EXTRAIT DU TEXTE
La publicité, légitime à penser le statut de l’information et de la communication

La lettre du président
Dominique Wolton

Dominique Wolton, Directeur de recherche au CNRS, Directeur de la revue internationale Hermès. Président du CEP.

Les trois avis récemment adoptés par le Conseil de l’éthique publicitaire autour des sujets des nouveaux territoires d’expression publicitaire et des nouvelles technologies associées sont intéressants parce qu’ils visent à légitimer deux concepts, l’information et la communication, qui malgré l’abondance, la diversité et surtout l’importance de leurs usages restent peu légitimes. Certes l’information se porte mieux que la communication qui continue sa descente aux enfers, réduite à la manipulation et à l’influence. L’information est un peu plus légitime, même si le soupçon de mensonge est toujours présent. C’est pour l’information numérique et le « big data » que, pour le moment, le crédit est le plus fort.

L’histoire de l’information et de la communication illustre la complexité de ces deux concepts et l’impossibilité de les réduire à des exercices de manipulation, tout simplement parce qu’on a oublié la résistance silencieuse du récepteur. Il ne s’agit pas « d’informer pour communiquer ». Et plus il y a d’information et d’interactions, plus il y a de résistances. C’est pourtant hélas le stéréotype opposé, celui d’une manipulation proportionnelle au volume d’échanges, qui domine.

*

*         *

Les trois avis abordent trois aspects de la complexité et de la diversité de l’information et de la communication.

ÉNONCÉ A
Reproduisez le texte depuis « Dominique Wolton, Directeur » jusqu’à « le plus fort. », en substituant « technologies émergentes » à « nouvelles technologies ».

LIGNES DE DONNÉES

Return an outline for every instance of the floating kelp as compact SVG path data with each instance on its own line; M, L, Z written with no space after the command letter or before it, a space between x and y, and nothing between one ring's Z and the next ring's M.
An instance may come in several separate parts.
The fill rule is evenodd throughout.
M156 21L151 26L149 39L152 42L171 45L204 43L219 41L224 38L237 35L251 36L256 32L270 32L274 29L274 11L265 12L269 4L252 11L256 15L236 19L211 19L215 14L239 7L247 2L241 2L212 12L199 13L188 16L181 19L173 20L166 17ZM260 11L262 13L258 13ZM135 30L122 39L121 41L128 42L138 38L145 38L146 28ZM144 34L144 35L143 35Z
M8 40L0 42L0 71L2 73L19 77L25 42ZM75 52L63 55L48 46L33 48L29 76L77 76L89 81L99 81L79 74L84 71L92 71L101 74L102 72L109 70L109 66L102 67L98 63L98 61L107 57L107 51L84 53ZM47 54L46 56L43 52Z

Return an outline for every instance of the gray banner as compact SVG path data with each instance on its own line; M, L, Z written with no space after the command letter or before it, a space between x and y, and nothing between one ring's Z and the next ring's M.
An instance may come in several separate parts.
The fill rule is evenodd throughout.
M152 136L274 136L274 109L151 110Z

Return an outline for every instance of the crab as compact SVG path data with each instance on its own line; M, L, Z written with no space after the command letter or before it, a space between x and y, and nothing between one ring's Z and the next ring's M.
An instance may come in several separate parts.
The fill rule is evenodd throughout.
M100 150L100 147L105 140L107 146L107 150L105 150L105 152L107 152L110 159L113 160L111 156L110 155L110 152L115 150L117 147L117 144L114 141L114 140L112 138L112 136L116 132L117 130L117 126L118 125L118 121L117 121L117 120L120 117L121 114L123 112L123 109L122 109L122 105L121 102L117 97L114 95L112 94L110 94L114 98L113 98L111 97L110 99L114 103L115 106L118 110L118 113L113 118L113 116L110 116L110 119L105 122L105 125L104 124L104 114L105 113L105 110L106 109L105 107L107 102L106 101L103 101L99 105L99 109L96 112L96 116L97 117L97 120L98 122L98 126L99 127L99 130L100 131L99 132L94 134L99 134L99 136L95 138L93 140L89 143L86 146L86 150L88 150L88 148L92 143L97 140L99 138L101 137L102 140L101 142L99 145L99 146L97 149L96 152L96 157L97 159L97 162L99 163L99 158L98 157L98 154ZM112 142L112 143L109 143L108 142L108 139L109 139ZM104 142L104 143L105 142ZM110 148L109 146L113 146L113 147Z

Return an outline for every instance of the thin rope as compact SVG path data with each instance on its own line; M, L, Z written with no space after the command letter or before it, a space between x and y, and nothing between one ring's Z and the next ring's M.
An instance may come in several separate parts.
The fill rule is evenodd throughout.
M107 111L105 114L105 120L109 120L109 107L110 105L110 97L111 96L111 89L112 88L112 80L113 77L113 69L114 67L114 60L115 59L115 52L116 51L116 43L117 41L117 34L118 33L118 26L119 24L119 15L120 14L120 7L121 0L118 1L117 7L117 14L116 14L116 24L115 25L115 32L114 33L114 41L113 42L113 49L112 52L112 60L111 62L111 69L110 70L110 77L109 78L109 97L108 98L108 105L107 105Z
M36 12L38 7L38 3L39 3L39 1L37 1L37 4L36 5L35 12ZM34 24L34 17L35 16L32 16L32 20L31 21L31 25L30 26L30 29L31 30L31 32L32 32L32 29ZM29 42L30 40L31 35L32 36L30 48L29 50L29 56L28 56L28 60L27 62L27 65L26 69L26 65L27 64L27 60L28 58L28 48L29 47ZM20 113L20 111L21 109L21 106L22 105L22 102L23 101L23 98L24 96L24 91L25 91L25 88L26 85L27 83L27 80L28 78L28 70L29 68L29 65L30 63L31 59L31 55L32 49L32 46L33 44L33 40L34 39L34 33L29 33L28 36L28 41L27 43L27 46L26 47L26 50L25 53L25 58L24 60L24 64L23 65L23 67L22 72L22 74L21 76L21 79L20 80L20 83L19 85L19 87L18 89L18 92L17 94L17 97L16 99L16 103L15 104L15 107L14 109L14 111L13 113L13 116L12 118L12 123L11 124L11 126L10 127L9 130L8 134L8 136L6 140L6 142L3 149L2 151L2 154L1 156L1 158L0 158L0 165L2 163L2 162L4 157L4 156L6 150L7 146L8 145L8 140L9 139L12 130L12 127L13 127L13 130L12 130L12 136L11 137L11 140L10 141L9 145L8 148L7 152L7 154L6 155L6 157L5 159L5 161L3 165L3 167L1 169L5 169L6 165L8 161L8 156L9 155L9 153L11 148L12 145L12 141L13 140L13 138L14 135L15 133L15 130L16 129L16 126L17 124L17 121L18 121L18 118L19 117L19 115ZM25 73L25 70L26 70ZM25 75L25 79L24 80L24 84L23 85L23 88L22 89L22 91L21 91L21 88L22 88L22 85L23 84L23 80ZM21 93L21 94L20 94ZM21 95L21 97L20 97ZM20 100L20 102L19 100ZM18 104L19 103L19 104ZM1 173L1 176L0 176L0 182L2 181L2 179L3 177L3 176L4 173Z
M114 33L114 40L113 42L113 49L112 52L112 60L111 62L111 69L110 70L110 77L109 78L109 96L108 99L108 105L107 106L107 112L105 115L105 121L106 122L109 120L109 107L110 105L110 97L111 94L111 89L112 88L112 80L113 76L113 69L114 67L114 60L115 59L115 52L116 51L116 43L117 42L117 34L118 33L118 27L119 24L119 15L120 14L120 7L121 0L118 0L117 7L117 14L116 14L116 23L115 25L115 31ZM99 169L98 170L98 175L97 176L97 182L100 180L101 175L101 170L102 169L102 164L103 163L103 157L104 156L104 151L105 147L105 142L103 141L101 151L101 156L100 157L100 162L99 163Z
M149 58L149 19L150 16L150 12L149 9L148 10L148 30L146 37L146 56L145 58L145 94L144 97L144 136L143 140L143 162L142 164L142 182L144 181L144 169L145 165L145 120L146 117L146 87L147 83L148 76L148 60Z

ÉNONCÉ B
Dans les lignes de données, convertissez en liste JSON de chaînes tout ce qui va de la ligne contenant « Return an outline for every instance of the thin » jusqu’à la ligne contenant « M107 111L105 114L105 », ces deux lignes comprises. Chaque ligne doit donner une chaîne, et les lignes vides sont omises.

CORRIGÉ A
Dominique Wolton, Directeur de recherche au CNRS, Directeur de la revue internationale Hermès. Président du CEP.

Les trois avis récemment adoptés par le Conseil de l’éthique publicitaire autour des sujets des nouveaux territoires d’expression publicitaire et des technologies émergentes associées sont intéressants parce qu’ils visent à légitimer deux concepts, l’information et la communication, qui malgré l’abondance, la diversité et surtout l’importance de leurs usages restent peu légitimes. Certes l’information se porte mieux que la communication qui continue sa descente aux enfers, réduite à la manipulation et à l’influence. L’information est un peu plus légitime, même si le soupçon de mensonge est toujours présent. C’est pour l’information numérique et le « big data » que, pour le moment, le crédit est le plus fort.

CORRIGÉ B
[
  "Return an outline for every instance of the thin rope as compact SVG path data with each instance on its own line; M, L, Z written with no space after the command letter or before it, a space between x and y, and nothing between one ring's Z and the next ring's M.",
  "An instance may come in several separate parts.",
  "The fill rule is evenodd throughout.",
  "M107 111L105 114L105 120L109 120L109 107L110 105L110 97L111 96L111 89L112 88L112 80L113 77L113 69L114 67L114 60L115 59L115 52L116 51L116 43L117 41L117 34L118 33L118 26L119 24L119 15L120 14L120 7L121 0L118 1L117 7L117 14L116 14L116 24L115 25L115 32L114 33L114 41L113 42L113 49L112 52L112 60L111 62L111 69L110 70L110 77L109 78L109 97L108 98L108 105L107 105Z"
]